> PROVIDED TEXT:
How should one choose our IB subjects?
It is a big decision as it will affect what university courses you will be eligible to take. For example, it would not be possible to study Medicine at University if you do not have a HL Chemistry background. QE will discuss some of the factors at play in the decision for which IB subjects to pursue.
Whilst you are still required to pick 5-6 subjects from the 6 groups (Language and Literature, Language Acquisitions, Individuals and Societies, Experimental Sciences, Maths, The Arts) with 3 at SL and 3 at HL levels, this would probably be the first time you can pursue only the subjects you want and drop the other subjects you are not interested in. Hence, it is a great responsibility to choose subjects. The choice cannot be easily reversed. Many students may be undecided and find it hard to choose. Should one go for more Sciences (analytical, data driven and knowledge based) or Humanities (subjective, expository and creativity based)? It really depends on your interest!

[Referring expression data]
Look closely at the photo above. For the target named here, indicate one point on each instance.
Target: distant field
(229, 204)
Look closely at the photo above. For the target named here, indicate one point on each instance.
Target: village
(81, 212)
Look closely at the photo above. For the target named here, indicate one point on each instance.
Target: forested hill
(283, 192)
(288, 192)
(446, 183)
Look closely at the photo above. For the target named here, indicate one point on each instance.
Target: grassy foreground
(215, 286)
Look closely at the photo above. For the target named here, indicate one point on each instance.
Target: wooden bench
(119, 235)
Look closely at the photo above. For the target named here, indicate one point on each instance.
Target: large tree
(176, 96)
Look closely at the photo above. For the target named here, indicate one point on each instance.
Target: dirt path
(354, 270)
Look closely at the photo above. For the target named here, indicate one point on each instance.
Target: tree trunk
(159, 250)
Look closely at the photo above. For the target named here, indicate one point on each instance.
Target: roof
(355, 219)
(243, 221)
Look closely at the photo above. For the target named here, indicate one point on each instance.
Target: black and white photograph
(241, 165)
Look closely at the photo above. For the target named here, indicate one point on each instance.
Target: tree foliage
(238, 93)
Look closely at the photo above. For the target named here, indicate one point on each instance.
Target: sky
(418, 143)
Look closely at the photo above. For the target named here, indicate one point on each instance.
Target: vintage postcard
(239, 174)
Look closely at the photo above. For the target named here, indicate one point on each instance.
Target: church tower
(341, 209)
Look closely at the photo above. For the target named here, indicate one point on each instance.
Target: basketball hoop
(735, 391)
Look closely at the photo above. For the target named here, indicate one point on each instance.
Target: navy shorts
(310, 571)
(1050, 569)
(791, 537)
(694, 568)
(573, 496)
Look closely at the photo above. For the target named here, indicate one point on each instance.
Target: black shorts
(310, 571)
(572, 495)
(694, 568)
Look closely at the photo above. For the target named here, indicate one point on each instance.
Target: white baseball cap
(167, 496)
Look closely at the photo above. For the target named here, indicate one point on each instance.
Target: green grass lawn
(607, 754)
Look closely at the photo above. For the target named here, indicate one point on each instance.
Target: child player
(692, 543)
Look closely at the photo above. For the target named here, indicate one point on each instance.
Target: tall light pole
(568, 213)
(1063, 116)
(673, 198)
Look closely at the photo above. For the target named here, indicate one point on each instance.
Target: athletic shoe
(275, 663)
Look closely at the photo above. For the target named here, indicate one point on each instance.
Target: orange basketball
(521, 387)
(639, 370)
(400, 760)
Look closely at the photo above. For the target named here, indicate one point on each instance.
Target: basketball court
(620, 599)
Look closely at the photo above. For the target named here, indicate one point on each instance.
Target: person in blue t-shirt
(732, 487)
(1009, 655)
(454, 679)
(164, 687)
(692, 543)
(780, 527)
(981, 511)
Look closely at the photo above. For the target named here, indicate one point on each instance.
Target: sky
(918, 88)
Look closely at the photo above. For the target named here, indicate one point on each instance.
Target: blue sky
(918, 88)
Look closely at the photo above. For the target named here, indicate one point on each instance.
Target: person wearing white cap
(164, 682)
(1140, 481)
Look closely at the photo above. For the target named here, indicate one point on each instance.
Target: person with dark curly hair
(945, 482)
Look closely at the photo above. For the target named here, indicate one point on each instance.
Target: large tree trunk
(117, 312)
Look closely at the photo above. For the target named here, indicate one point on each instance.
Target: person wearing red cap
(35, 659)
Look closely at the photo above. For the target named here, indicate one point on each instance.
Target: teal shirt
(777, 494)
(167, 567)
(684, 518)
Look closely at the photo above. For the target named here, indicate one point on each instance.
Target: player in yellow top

> YOUR GOAL: Continue the piece on choosing IB subjects, picking up after its last sentence.

> ANSWER TO THE PROBLEM:
With freedom comes responsibility. Whilst you may no longer need to study certain subjects you hated (for example one of the Sciences or Physical Education). You need to be aware that the subject combinations you choose will decide the possible careers you can do. In addition, you will still need to select compulsory subjects such as Maths and one Humanities and one Science group.
To be honest, the subject choices will not restrict overtly for your career choices except for the more competitive courses that may need top grades for a HL subject as the cutoff requirement can be quite strict. Examples include Medicine, Engineering and Law. Being able to study 6 subjects rather than the standard 3-4 subjects in A levels will keep your horizons broad and options open. Subjects such as CAS, TOK, EE will help as well for exposure. Broad based studies will help develop an all-rounded foundation for future work.
Besides career considerations, it is important to note that your desired school may not offer the IB subject that you are interested in studying. Rarer optional subjects include Psychology, Global Politics and Visual Arts. It is important to do your research before applying to the school. One option is to study and take an IB subject by yourself online without the help of the school. However, you will need clearance from your school’s IB coordinator. You may approach QE as well for help and advice!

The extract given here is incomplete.